● Texto
- - -
Eficiência na produção de materiais gerou um efeito rebote: preços baixos, mais demanda e explosão do extrativismo. Fenômeno mostra: inovação é crucial, mas políticas ambientais efetivas passam por novos modos de produzir e redução das desigualdades e do consumismo

Por: Ricardo Abramovay | Crédito Foto Eddypump

Quanto pesa tudo o que você consome durante o ano? Sua alimentação, sua roupa, os materiais para a construção de sua casa, de seu local de trabalho ou de onde você estuda, aqueles dos quais é feito seu carro ou o transporte coletivo que você utiliza e os combustíveis dos quais este transporte depende, qual o peso, em toneladas, de tudo isso? Sabemos aproximadamente quanto gastamos, em dinheiro, para adquirir os bens e os serviços de nosso uso.

A própria ciência econômica (quem fez um semestre de introdução à economia vai se lembrar disso) recomenda que não se somem bananas com bicicletas e que é melhor traduzir tudo o que forma a riqueza transacionada numa sociedade em algo que lhe é comum: os preços.
- - -
● Material reunido
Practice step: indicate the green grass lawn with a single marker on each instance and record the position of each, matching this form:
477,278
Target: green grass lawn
- - -
● Suas instruções
Dê sequência ao texto sobre o peso dos materiais que consumimos, a partir do ponto em que ele termina.

● Resultado final
Só que o avanço da crise socioambiental contemporânea deu origem a uma disciplina (a ecologia industrial) que procura responder a uma pergunta à qual a tradição dominante na ciência econômica nunca havia se voltado: de que forma estamos usando os materiais dos quais depende nossa riqueza? Em que quantidade? Quando comparamos estes materiais com os indicadores monetários de riqueza (o Produto Interno Bruto, por exemplo) o resultado é que estamos usando cada vez mais ou cada vez menos materiais? E quais os impactos deste uso na produção dos remanescentes de nosso consumo, nas embalagens que descartamos ou nas emissões de gases de efeito estufa, derivadas da queima de combustíveis fósseis? Qual a relação disso tudo com as desigualdades?

O que está em jogo quando se formulam estas perguntas é a relação entre a sociedade e aquela que nos fornece as bases materiais, bióticas e energéticas para formar a riqueza, ou seja, a natureza. Da mesma forma que, no nosso corpo, o metabolismo é a reação de nossas células, transformando em energia os alimentos e a água que ingerimos, existe um metabolismo social, que pode ser definido como o conjunto de fluxos de materiais e de energia que ocorre entre a sociedade e a natureza. E não é preciso muita perspicácia para imaginar que nosso metabolismo social está doente.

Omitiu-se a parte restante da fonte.